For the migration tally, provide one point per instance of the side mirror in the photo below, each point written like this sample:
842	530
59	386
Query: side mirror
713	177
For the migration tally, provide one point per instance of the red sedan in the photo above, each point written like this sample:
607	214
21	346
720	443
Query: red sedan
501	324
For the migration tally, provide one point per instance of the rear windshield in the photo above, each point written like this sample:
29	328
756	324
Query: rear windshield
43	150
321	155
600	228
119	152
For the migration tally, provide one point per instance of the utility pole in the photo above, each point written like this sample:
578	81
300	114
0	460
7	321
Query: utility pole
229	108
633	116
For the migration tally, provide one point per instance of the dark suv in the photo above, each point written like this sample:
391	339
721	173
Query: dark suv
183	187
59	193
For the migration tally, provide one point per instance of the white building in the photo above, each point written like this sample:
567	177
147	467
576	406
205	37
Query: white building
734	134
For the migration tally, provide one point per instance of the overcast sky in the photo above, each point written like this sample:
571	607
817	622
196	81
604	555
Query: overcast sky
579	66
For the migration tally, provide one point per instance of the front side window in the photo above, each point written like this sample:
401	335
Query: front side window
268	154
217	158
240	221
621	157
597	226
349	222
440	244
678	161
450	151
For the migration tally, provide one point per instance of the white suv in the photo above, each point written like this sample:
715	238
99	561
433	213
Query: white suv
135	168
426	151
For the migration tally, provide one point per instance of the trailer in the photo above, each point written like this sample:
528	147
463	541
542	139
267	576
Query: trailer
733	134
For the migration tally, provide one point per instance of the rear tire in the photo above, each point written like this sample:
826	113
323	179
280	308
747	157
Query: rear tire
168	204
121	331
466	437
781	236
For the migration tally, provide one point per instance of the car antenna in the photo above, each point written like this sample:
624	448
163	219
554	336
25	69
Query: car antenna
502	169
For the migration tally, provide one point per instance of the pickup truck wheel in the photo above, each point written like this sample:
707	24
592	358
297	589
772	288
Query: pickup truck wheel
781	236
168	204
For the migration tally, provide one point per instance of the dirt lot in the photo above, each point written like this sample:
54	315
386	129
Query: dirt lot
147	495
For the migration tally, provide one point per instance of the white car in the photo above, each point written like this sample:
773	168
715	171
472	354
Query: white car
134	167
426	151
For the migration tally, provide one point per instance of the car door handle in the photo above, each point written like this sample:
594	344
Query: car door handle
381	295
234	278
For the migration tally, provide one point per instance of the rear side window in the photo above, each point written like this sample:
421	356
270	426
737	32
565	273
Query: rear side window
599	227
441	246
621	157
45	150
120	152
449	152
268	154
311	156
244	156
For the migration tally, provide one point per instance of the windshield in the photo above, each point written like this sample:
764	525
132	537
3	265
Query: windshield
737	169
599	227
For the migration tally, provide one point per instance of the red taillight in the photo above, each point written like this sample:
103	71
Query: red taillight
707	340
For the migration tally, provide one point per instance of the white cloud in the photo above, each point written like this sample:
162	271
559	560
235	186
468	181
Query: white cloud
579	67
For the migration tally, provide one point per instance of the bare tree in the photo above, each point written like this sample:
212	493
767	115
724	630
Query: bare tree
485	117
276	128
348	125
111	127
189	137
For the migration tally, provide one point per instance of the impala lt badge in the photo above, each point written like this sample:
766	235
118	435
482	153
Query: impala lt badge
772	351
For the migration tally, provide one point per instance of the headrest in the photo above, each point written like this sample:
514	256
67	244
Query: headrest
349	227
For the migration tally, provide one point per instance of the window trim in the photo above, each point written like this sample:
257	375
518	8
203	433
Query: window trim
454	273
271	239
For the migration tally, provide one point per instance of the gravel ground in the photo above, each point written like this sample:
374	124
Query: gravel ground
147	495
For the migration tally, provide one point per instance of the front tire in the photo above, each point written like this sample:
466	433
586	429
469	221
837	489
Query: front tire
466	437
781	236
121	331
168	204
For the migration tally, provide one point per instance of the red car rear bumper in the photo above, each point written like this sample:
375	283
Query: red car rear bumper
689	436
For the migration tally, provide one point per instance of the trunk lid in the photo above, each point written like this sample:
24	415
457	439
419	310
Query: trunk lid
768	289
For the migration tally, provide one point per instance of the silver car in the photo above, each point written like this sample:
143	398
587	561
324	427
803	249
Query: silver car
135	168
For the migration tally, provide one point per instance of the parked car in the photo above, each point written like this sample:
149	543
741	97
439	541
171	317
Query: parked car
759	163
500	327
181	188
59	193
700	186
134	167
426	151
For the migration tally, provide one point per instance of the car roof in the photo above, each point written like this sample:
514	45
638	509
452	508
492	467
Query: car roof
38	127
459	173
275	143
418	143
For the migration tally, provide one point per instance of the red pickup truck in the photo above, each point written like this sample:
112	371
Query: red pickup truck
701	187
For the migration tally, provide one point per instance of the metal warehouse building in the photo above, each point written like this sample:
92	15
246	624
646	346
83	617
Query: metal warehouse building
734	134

Job: Write out the material exactly as given.

Correct answer:
For the migration tally, provide one point per instance of the side mirror in the photo below, each point written like this sample:
842	530
59	386
Query: side mirror
713	177
For the migration tally, provide one point per instance of the red sedan in the photo above, each point written like this sample:
607	214
21	346
720	443
Query: red sedan
501	324
For the migration tally, provide one point per instance of the rear windshield in the photo above, each point written like this sample:
29	328
756	324
Query: rear windshield
43	150
321	155
600	228
119	152
For the migration tally, provide one point per instance of the utility pole in the photo above, each point written like this sample:
578	81
300	114
0	460
7	321
Query: utility pole
229	108
633	116
For the migration tally, provide one point per instance of the dark suv in the photo above, each point written like this sample:
391	339
721	173
Query: dark suv
183	187
59	193
For the migration tally, provide one point per instance of the white building in the photo above, each point written like this sample:
567	177
147	467
576	406
205	37
Query: white building
734	134
For the migration tally, provide one point per instance of the overcast sky in the photo above, each point written like this sample:
571	607
817	622
196	81
604	555
Query: overcast sky
579	66
For the migration tally, provide one point per instance of the front side window in the photo above, each point written like this sample:
401	335
Query: front side window
268	154
217	158
240	221
621	157
597	226
349	222
440	244
678	161
450	151
For the migration tally, provide one point per instance of the white suv in the photo above, each point written like this sample:
715	238
99	561
433	213
Query: white suv
135	168
426	151
For the migration tally, provide one point per instance of the trailer in the photo above, each point written like this sample:
528	147
463	541
542	139
267	576
Query: trailer
733	134
For the migration tally, provide one point per instance of the rear tire in the photo above, each point written like this sample:
826	113
323	179
280	308
747	157
Query: rear tire
168	204
121	331
466	437
781	236
For the migration tally, provide one point per instance of the car antenna in the photo above, each point written like this sample:
624	448
163	219
554	336
25	69
Query: car antenna
502	169
For the migration tally, provide one point per instance of the pickup truck wheel in the photo above, each point written like this sample:
707	24
592	358
297	589
772	288
Query: pickup truck wheel
781	236
168	204
For the migration tally, provide one point per instance of the dirt lot in the photo above, each point written like this sample:
54	315
386	129
Query: dirt lot
147	495
For the migration tally, provide one point per instance of the white car in the photo above, each point written like this sample:
773	168
715	171
472	354
Query: white car
134	167
426	151
For the migration tally, provide one point per instance of the car door handle in the photo above, each point written like this sample:
594	344
Query: car door handle
381	295
234	278
For the migration tally, provide one point per instance of the rear side window in the photo above, each point written like this sample:
421	356
270	426
737	32
565	273
Query: rear side window
599	227
441	246
621	157
45	150
120	152
449	152
268	154
311	156
244	156
For the migration tally, provide one point per instance of the windshield in the photo above, each point written like this sample:
764	525
132	537
3	265
Query: windshield
737	169
599	227
For the migration tally, provide one point per instance of the red taillight in the photo above, each point written like this sample:
103	71
Query: red taillight
707	340
For the migration tally, provide one point per instance of the white cloud in the photo above, each point written like this sample:
162	271
559	560
235	186
468	181
Query: white cloud
579	67
For the migration tally, provide one point per instance of the bare tree in the photo above, each point written like this sample:
212	493
767	115
724	630
Query: bare tree
485	117
276	128
348	125
111	127
189	137
For the migration tally, provide one point per instance of the impala lt badge in the photo above, each point written like this sample:
766	235
118	435
482	153
Query: impala lt badge
772	351
For the migration tally, provide one point per instance of the headrest in the photo above, each point written like this sample:
514	256
67	244
Query: headrest
349	227
For the migration tally, provide one point per instance of the window trim in the photo above, each point written like this sample:
257	375
518	8
203	433
Query: window trim
454	273
271	239
For the migration tally, provide one point per instance of the gravel ground in the photo above, each point written like this sample:
374	124
Query: gravel ground
147	495
For the migration tally, provide one point per instance of the front tire in the photo above, each point written like this sample:
466	433
586	429
469	221
837	489
Query: front tire
466	437
781	236
121	331
168	204
For the migration tally, provide one point per instance of the red car rear bumper in the photo above, each point written like this sample:
375	283
Query: red car rear bumper
689	436
For the migration tally, provide one point per instance of the trunk lid in the photo above, each point written like this sample:
24	415
457	439
419	310
Query: trunk lid
768	289
For the migration tally, provide one point per instance of the silver car in the photo above, each point written like this sample:
143	398
587	561
324	427
803	249
Query: silver car
135	168
For the migration tally, provide one point per instance of the parked car in the photo above, each point written like this sample:
149	543
741	97
439	541
171	317
Query: parked car
759	163
500	327
181	188
59	193
700	186
134	167
426	151
For the migration tally, provide one point per instance of the car roof in the photo above, each point written like this sample:
514	45
638	509
452	508
492	467
Query: car roof
38	127
459	173
275	143
418	143
For the migration tally, provide one point per instance of the red pickup truck in the photo above, each point written like this sample:
112	371
Query: red pickup truck
701	187
For the migration tally, provide one point per instance of the metal warehouse building in the photo above, each point written like this sample:
92	15
246	624
646	346
83	617
Query: metal warehouse building
734	134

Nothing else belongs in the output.